### Exercise brief:
Quote the passage about the MSU researcher fighting tuberculosis, starting at "On a wall in" and ending at "motivated each day.".

### Supplied passage:
--------
MSU researcher fighting tuberculosis, other infectious diseases around the world

Evangelyn Alocilja is a world-renowned scientist studying infectious disease detection and diagnosis.

Vangie Alocilja

Although not on the frontlines in the battle against coronavirus, Evangelyn Alocilja, a professor in the Michigan State University Department of Biosystems and Agricultural Engineering, is closely monitoring the situation. She has even lent her insights on the recent outbreak to international media outlets.

A world-renowned scientist studying infectious disease detection and diagnosis, Alocilja understands better than most the damage these ailments can inflict. They can be particularly devastating to low-income communities that lack access to diagnostic tools and the latest forms of treatment.

Currently, she is teaching two classes on using biosensing techniques for diagnosis. She has had numerous classroom discussions about coronavirus and has asked her students to keep an eye on the situation.

“Much like the diseases I study, such as tuberculosis, coronavirus demands quick diagnosis,” Alocilja said. “We don’t have time to wait for many traditional tests that can take weeks when days and hours matter.”

Evangelyn-Alocilja-lab-TB-poster
Evangelyn Alocilja acquired this poster on a 2016 trip to Mexico. It depicts a Mayan woman with the message "Please stop TB" in multiple Mayan languages.

On a wall in Alocilja’s laboratory hangs a poster depicting a Mayan woman with an outstretched arm next to the words “Please stop TB” in multiple Mayan languages. It’s a reminder of why Alocilja comes to the lab motivated each day.
--------
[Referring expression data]
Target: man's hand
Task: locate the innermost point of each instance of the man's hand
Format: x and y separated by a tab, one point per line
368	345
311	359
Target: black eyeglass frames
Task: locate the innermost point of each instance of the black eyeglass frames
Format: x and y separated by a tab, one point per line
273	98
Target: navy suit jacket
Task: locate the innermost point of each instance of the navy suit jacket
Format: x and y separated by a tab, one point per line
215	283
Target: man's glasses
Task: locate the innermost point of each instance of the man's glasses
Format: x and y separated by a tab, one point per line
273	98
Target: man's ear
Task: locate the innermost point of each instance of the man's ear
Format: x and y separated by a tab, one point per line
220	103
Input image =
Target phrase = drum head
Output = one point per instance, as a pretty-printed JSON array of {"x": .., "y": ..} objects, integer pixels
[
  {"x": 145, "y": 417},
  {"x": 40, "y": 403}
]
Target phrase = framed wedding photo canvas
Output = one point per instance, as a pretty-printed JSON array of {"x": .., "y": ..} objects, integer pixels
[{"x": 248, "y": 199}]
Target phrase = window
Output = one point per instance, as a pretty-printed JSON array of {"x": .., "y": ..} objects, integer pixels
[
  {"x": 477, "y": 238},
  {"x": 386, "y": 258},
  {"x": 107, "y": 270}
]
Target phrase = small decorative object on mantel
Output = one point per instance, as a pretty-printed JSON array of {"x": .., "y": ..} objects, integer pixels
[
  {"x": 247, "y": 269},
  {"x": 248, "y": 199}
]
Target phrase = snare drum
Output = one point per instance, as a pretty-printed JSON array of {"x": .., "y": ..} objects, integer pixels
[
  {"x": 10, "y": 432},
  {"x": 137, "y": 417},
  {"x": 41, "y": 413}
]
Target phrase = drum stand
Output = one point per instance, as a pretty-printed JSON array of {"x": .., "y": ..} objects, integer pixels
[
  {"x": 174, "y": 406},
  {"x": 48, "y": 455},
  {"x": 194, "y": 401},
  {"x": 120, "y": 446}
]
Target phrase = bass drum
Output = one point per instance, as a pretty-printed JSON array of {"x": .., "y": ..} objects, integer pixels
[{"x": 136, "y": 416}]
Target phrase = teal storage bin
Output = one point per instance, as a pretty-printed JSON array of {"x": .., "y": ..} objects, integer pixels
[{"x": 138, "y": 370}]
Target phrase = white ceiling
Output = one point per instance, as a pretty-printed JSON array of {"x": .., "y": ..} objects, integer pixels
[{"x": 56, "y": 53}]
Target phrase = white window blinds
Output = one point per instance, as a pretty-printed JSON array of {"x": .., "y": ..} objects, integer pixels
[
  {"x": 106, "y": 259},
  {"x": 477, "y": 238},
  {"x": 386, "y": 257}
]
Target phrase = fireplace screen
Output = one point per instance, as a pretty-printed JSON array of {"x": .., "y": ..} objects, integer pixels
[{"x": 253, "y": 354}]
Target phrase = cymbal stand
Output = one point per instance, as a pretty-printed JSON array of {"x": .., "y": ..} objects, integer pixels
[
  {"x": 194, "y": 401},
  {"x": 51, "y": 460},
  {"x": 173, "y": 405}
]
--------
### Answer below:
On a wall in Alocilja’s laboratory hangs a poster depicting a Mayan woman with an outstretched arm next to the words “Please stop TB” in multiple Mayan languages. It’s a reminder of why Alocilja comes to the lab motivated each day.